## DATASET ROWS
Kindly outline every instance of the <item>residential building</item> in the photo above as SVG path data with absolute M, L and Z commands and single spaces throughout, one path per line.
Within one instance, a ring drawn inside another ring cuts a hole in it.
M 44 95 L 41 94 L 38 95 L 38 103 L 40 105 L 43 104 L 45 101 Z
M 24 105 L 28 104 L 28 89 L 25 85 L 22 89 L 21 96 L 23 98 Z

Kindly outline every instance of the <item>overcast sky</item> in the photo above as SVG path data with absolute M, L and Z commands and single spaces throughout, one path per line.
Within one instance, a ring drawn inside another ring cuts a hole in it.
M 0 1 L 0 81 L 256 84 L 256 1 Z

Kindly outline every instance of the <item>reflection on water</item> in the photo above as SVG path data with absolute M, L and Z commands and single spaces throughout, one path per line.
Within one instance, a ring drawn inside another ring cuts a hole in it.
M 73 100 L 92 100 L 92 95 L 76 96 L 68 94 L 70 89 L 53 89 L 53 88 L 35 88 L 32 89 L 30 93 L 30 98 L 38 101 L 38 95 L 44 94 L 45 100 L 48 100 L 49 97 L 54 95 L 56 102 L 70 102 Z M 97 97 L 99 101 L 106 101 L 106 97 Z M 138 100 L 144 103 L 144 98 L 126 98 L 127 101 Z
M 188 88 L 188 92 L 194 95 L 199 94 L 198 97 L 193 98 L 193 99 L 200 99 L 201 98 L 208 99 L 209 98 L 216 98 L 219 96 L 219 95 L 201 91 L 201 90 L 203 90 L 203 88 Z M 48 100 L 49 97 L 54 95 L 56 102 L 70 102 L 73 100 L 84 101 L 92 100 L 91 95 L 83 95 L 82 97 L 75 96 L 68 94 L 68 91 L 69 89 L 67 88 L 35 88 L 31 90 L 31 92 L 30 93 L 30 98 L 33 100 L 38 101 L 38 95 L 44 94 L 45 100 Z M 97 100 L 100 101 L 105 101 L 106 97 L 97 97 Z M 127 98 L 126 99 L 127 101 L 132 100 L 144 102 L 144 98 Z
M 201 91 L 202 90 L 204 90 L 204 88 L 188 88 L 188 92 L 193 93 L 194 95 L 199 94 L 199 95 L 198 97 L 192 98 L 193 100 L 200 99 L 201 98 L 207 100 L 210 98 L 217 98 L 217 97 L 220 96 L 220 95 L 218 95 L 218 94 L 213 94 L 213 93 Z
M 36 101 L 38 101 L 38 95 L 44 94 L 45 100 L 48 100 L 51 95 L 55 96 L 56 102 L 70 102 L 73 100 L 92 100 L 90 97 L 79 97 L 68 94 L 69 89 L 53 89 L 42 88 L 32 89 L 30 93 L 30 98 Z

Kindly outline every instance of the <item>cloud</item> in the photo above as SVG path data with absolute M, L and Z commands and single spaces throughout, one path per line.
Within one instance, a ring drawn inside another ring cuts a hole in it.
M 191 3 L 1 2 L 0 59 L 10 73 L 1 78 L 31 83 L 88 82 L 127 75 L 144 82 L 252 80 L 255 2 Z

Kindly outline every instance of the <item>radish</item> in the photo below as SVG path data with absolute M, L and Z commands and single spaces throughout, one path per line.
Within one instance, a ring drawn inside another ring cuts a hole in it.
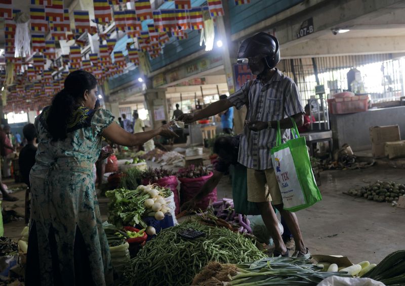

## WHAT THE TASK REQUIRES
Please render every line of the entries above as a JSON array of strings, one string per line, skipping blank lines and leaving out the picture.

## RESULT
[
  "Kindly outline every instance of the <item>residential building</item> in the photo above as SVG path data with absolute M, L and Z commands and single spaces throughout, one path per line.",
  "Within one instance, a ring drawn inside another ring cuts a hole in it.",
  "M 44 95 L 41 94 L 38 95 L 38 103 L 40 105 L 43 104 L 45 101 Z",
  "M 24 105 L 28 104 L 28 89 L 25 85 L 22 89 L 21 96 L 23 98 Z",
  "Kindly outline every instance of the <item>overcast sky</item> in the photo above as SVG path data with absolute M, L and Z commands and single spaces throughout, one path per line.",
  "Within one instance, a ring drawn inside another ring cuts a hole in it.",
  "M 0 1 L 0 81 L 256 84 L 256 1 Z",
  "Kindly outline every instance of the <item>reflection on water</item> in the photo above as SVG path data with absolute M, L and Z commands and single spaces throughout, one path per line.",
  "Within one instance, a ring drawn inside another ring cuts a hole in it.",
  "M 73 100 L 92 100 L 92 95 L 76 96 L 68 94 L 70 89 L 53 89 L 53 88 L 35 88 L 32 89 L 30 93 L 30 98 L 38 101 L 38 95 L 44 94 L 45 100 L 48 100 L 49 97 L 54 95 L 56 102 L 70 102 Z M 97 97 L 99 101 L 106 101 L 106 97 Z M 138 100 L 144 103 L 144 98 L 126 98 L 127 101 Z",
  "M 188 88 L 188 92 L 194 95 L 199 94 L 198 97 L 193 98 L 193 99 L 200 99 L 201 98 L 208 99 L 209 98 L 216 98 L 219 96 L 219 95 L 201 91 L 201 90 L 203 90 L 203 88 Z M 48 100 L 49 97 L 54 95 L 56 102 L 70 102 L 73 100 L 84 101 L 92 100 L 91 95 L 83 95 L 82 97 L 75 96 L 68 94 L 68 91 L 69 89 L 67 88 L 35 88 L 31 90 L 31 92 L 30 93 L 30 98 L 33 100 L 38 101 L 38 95 L 44 94 L 45 100 Z M 97 100 L 100 101 L 105 101 L 106 97 L 97 97 Z M 127 98 L 126 99 L 127 101 L 132 100 L 144 102 L 144 98 Z",
  "M 201 91 L 202 90 L 204 90 L 204 88 L 188 88 L 188 92 L 193 93 L 194 95 L 199 94 L 199 95 L 198 97 L 192 98 L 193 100 L 200 99 L 201 98 L 207 100 L 210 98 L 217 98 L 217 97 L 220 96 L 220 95 L 218 95 L 218 94 L 213 94 L 213 93 Z",
  "M 36 101 L 38 101 L 38 95 L 44 94 L 45 100 L 48 100 L 51 95 L 55 96 L 56 102 L 70 102 L 73 100 L 92 100 L 90 97 L 79 97 L 68 94 L 69 89 L 53 89 L 42 88 L 32 89 L 30 93 L 30 98 Z",
  "Kindly outline every instance of the <item>cloud</item> in the photo above as SVG path data with absolute M, L and Z commands and single spaces throughout, one path per line.",
  "Within one instance, a ring drawn inside another ring cuts a hole in it.",
  "M 191 3 L 1 2 L 0 59 L 10 73 L 1 78 L 31 83 L 88 82 L 127 75 L 144 82 L 252 80 L 255 2 Z",
  "Kindly outline every instance of the <item>radish</item> in the photo below as SVG path data with absolute M, L and Z commands and single spaces throughout, one path per line.",
  "Within one instance, a ring drawn inside another ring cuts a hole in it."
]